What is asked –
Write the next part of the forum discussion comparing QX9650 and Phenom benchmark runs, beginning after its final sentence.

Passage provided –
——

EDIT2: Here is the QX9650@2.5GHz DDR2-800 run at 1280x1024
Resolution: 1280×1024
Score = 176 FPS
Score = 176 FPS
Score = 171 FPS
Average score = 174 FPS
The attachment has been updated with that run as well.
BTW -- QWET uses all 4 cores.
1600 x 1200 or not, even the 1920 x 1200 scores are beating Phenom to pulp, even when Phenom is at 1024 x 768. I think we pretty much have a conclusion.
Not done yet...
http://forum.xcpus.com/gallery/d/7437-2/DESKTOP.JPG
(View to see the taskbar menu slide ups for installed software)
This is what is currently installed... the Phenom has exactly, program for program, the exact installation. So there is still a lot of comparing to be done :)
EDIT: I am gonna stick on QWET for a moment, running again on the QX9650 at 200 Mhz (800 Mhz FSB) speed, @ 2.5 Ghz ....
Well, color me purple, check this out.... QWET at 200 Mhz system clock, 800 MHz FSB..... (all the above runs were done at 333 Mhz or 1333 MHz FSB) EDIT: NOTE -- memory divider was not changed, this run is at DDR2-400 Mhz :) .... my bad.
Resolution: 1024×768
Score = 147 FPS
Score = 140 FPS
Score = 147 FPS
Average score = 144 FPS
Resolution: 1280×1024
Score = 144 FPS
Score = 141 FPS
Score = 139 FPS
Average score = 141 FPS
Resolution: 1920×1200 (HD WideScreen)
Score = 137 FPS
Score = 140 FPS
Score = 142 FPS
Average score = 139 FPS
Let's see what we get when we go to 1600 MHz FSB.
EDIT: OOOPS my bad... this was 200 MHz (800 MHz FSB), but I forgot to up the memory divider.... I am rerunning now at 200 Mhz FSB + DDR2-800 instead of DDR2-400. This may prove informative since I mentioned above that the GPU can go straight to system memory in one hop.
Output for DDR2-800 ...
Resolution: 1024×768
Score = 158 FPS
Score = 163 FPS
Score = 160 FPS
Average score = 160 FPS
Resolution: 1280×1024
Score = 157 FPS
Score = 157 FPS
Score = 160 FPS
Average score = 158 FPS
Resolution: 1920×1200 (HD WideScreen)
Score = 155 FPS
Score = 156 FPS
Score = 156 FPS
Average score = 155 FPS
So in this case a 40% decrease in FSB BW translates into a 7-10% hit in FPS.
Ok.... last one for the day... Half-Life2-Lost Coast, I will do episode one and two a bit later I suspect. I had to run it windowed so I could screen grab with a shot of CPUID. The window that HL2 creates is always on top, so after the bench I had to move it slightly off screen in order to reveal the CPUID window.
My standard baseline, Phenom@2.5 Ghz DDR2-800 4870 X2 1920x1200, max everything including AA and AF.
http://forum.xcpus.com/gallery/d/744..._1920x1200.JPG
QX9650 @2.5 Ghz DDR2-800 4870 X2 1920x1200, max everything including AA and AF.
http://forum.xcpus.com/gallery/d/744..._1920x1200.JPG
From my personal opinion C2Q has no problem with bandwidth itself and never had. The problem with the fsb is its latency. Increasing or decreasing FSB has just an effect in terms of bandwidth but latency stays always the same. You can easy check this with low level Benchmarks.

——

Source excerpt –
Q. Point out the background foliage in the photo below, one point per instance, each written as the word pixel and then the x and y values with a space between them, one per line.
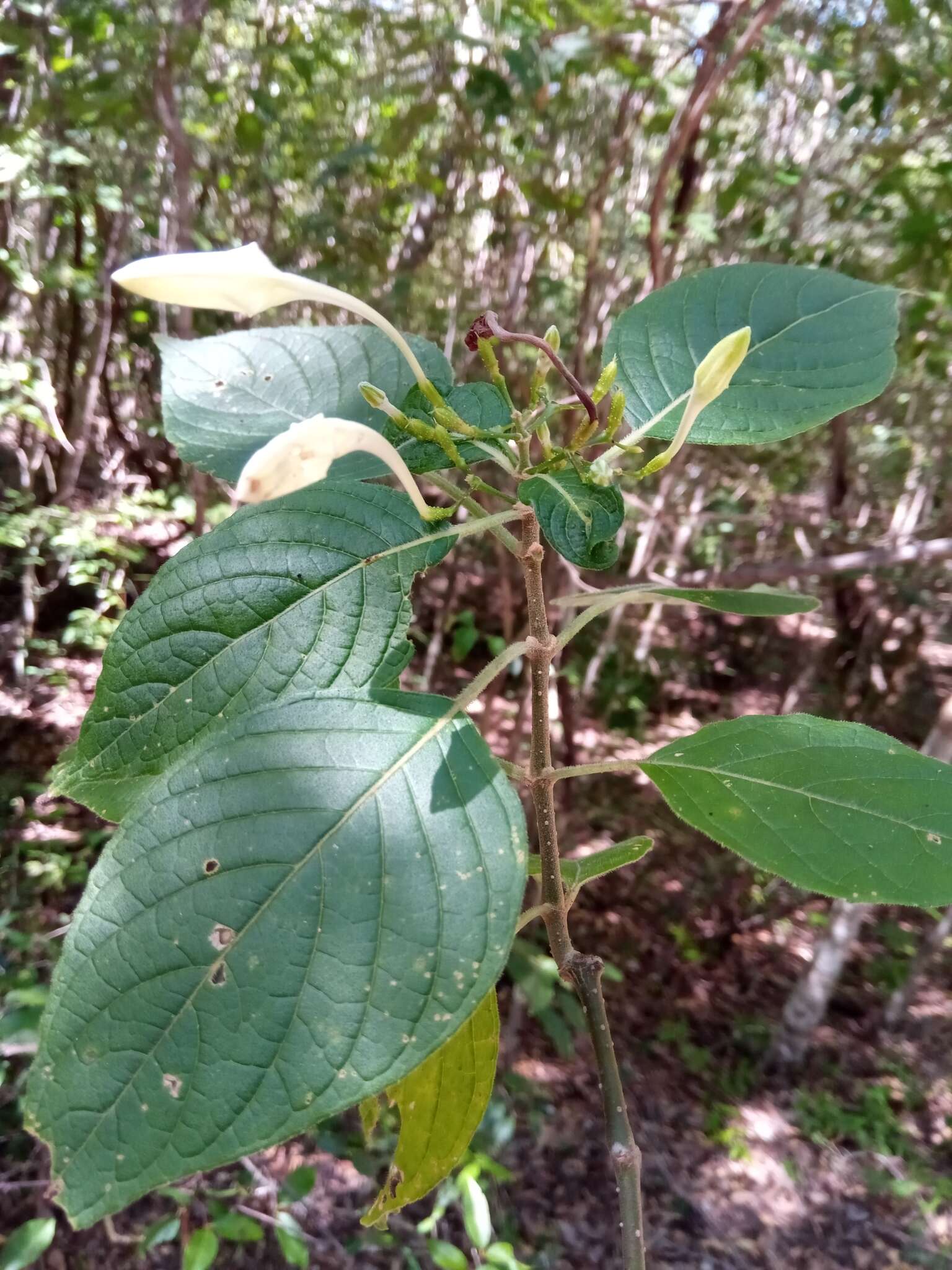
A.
pixel 547 162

——

Answer to the task –
In other words FSB is not a big problem in terms of bandwidth but there is a physical way on the PCB the Data must go through. Wheter the Data has to go through PCB layers decide in comparision to K10 and Nehalem, whether the coherenc latency is μs or ns. This is a very significant factor, which allows K10 and Nehalem better scaling vs Core2Q.
So what an effect does this have in real life conditions. In a good case the prefetcher can offset this physical latency, the data is already in the L2 Cache and can be calculated (in fact in this case there is no latency) in a worse case the prefetcher works inefficient and the physical latency of the FSB results in poor performance. And exactly thats when K10 outperforms an Inte Core2Quad.
I excuse my bad english, if there are any question feel free to ask.
Give me an Intel Rig and i sure will ;). And again the FSB does not limit bandwidth wise, it all depends on the prefetcher and how well its actually working.
"Wrong" Data in the Cache (simplyfied) -> accessing memory -> high latency -> bad coherency -> bad performance ;)Quote:
Anandtech:
This is the test that actually screws the whole thing for Intel. It turns out that CBALLS2 calls a function in the Microsoft C Runtime Library (msvcrt.dll) that, when combined with Vista SP1, can magnify the Core architecture's performance penalty when accessing data that is not aligned with cache line boundaries.
jack im impressed with your data, have you ever thought about making your own review site?
This site would be my number one, since your comparisons are top notch. :up:
Yes, especially for processor to memory... latency across the bus to other parts, such as SB IO or even Graphics card is not a huge issue because even with the longer latency, the timing of the IO and graphics card overwhelms any latency on the bus.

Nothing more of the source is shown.